■ Prompt: Answer with a number only: how many lines of the data contain "suit"?

□ □ □ □ □

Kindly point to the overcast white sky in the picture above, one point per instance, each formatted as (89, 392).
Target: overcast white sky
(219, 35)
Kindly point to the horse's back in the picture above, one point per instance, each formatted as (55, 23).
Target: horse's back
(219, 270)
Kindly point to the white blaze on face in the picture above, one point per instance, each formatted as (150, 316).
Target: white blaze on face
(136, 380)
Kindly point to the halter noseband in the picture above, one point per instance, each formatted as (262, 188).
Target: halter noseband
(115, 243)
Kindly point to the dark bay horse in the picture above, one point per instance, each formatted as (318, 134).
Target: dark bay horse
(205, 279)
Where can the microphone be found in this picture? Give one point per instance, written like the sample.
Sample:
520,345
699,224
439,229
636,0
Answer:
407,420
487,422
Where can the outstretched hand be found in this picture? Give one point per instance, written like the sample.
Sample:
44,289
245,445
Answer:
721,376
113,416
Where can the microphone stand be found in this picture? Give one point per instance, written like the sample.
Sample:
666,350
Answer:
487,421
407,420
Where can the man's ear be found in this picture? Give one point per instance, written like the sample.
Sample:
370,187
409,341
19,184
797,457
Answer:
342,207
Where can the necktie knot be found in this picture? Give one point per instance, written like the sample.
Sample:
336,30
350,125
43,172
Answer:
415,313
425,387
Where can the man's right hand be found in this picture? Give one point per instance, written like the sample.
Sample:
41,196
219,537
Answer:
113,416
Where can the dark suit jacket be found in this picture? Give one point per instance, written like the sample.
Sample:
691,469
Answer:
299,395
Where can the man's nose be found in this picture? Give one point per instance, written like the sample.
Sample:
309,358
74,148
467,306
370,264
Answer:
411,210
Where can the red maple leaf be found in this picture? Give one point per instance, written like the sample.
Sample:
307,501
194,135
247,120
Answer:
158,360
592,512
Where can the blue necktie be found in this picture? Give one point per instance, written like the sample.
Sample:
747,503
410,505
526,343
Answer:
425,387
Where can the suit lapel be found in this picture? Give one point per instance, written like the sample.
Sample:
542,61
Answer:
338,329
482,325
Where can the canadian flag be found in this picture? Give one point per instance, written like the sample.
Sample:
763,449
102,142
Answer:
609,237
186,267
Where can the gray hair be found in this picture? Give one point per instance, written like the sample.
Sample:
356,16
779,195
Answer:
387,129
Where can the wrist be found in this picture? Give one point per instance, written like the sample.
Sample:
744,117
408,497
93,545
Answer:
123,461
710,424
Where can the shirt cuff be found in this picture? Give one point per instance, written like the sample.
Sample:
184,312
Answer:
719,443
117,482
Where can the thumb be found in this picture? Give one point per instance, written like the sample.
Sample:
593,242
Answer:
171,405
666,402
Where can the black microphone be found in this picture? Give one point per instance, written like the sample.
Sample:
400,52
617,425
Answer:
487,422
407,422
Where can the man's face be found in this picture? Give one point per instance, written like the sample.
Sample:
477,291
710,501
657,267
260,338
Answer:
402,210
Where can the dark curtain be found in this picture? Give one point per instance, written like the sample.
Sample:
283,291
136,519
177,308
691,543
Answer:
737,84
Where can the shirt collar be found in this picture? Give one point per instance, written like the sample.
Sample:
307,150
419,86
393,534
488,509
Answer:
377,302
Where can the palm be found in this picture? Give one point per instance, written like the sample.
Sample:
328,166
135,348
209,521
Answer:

□ □ □ □ □

■ Expected answer: 2